STATED PROBLEM 1:
Put the listing into a Markdown table with the columns Row and Line, where Row numbers each line and Line holds its text. Start at the first line of the listing and end at the line containing "point(1189, 714)", and leave out any blank lines.

PROVIDED TEXT:
---

The impact of a Brexit on taxation across the board could leave working and investing expats in a perilous position. In addition, UK citizens whose income originates from EU member states are likely to be much worse off due to the increased taxes imposed on investors and business owners from non-EU countries.

Britons owning a holiday let in another EU member state are certain to be hit hard by a Brexit. For example, capital gains tax on an EU citizen’s rental French gite is calculated at 19 per cent, but rises to 33.3 per cent for owners from outside the EU. Tax on income earned as a result of property lets is also likely to be much higher.

Another inescapable tax which may well be affected is VAT, although predicting any change is tricky. In the event of a Brexit, the UK government could abandon the tax, replacing it with a more expensive alternative applicable to a larger range of services and goods. Any goods sourced from the EU by expat businesses in the EU are likely to be more expensive as a result.

Social security is especially vulnerable to the effects of a Brexit, as at present wage-related contributions can only be taken in a single country at any one time. Contributions remain valid across EU member state borders, but the result of a Brexit might mean that expats working in Europe will have to pay contributions in more than one country. State pension contributions could also be lost.

---

INPUT FOR THIS TASK:
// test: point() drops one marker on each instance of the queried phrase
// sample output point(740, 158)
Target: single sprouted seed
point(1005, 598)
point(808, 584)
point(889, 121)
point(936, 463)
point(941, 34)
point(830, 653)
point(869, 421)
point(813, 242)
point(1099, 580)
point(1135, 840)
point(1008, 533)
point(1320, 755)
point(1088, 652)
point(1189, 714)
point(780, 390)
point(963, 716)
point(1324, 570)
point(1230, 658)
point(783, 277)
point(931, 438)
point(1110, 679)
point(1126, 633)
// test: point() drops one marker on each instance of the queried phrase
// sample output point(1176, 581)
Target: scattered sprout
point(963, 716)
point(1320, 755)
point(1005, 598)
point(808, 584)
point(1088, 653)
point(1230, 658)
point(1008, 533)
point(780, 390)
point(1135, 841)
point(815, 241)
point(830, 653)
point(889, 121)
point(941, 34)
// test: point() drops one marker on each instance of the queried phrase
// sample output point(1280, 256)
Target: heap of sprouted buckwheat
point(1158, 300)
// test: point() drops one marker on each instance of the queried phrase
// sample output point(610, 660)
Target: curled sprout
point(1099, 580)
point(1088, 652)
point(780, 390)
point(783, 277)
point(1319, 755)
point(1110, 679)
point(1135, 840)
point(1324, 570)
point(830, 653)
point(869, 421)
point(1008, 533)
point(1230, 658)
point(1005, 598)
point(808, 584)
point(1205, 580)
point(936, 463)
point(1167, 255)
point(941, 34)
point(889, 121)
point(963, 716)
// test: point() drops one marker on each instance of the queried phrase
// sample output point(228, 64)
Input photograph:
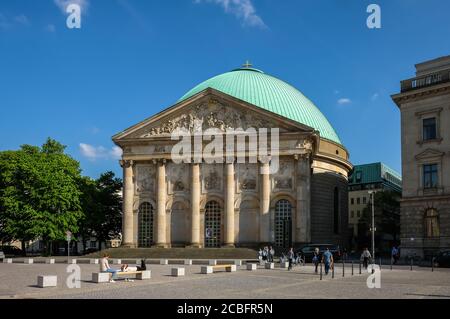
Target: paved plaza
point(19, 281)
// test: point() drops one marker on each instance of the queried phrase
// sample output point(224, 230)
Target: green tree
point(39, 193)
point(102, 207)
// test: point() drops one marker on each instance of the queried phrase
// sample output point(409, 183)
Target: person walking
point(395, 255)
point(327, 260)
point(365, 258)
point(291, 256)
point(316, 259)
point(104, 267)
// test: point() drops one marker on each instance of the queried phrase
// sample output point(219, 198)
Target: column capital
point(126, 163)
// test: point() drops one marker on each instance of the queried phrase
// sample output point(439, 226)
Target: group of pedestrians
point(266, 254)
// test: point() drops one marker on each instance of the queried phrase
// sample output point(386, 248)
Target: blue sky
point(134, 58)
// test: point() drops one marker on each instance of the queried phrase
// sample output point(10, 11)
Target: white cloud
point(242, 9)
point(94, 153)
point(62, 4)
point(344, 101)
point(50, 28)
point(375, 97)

---

STATED PROBLEM 2:
According to the text on Brexit and expat taxation, what capital gains tax rate applies to owners from outside the EU on a rental French gite?

COMPLETE ANSWER 1:
| Row | Line |
|---|---|
| 1 | // test: point() drops one marker on each instance of the queried phrase |
| 2 | // sample output point(740, 158) |
| 3 | Target: single sprouted seed |
| 4 | point(1005, 598) |
| 5 | point(808, 584) |
| 6 | point(889, 121) |
| 7 | point(936, 463) |
| 8 | point(941, 34) |
| 9 | point(830, 653) |
| 10 | point(869, 421) |
| 11 | point(813, 242) |
| 12 | point(1099, 580) |
| 13 | point(1135, 840) |
| 14 | point(1008, 533) |
| 15 | point(1320, 755) |
| 16 | point(1088, 652) |
| 17 | point(1189, 714) |

COMPLETE ANSWER 2:
33.3 per cent.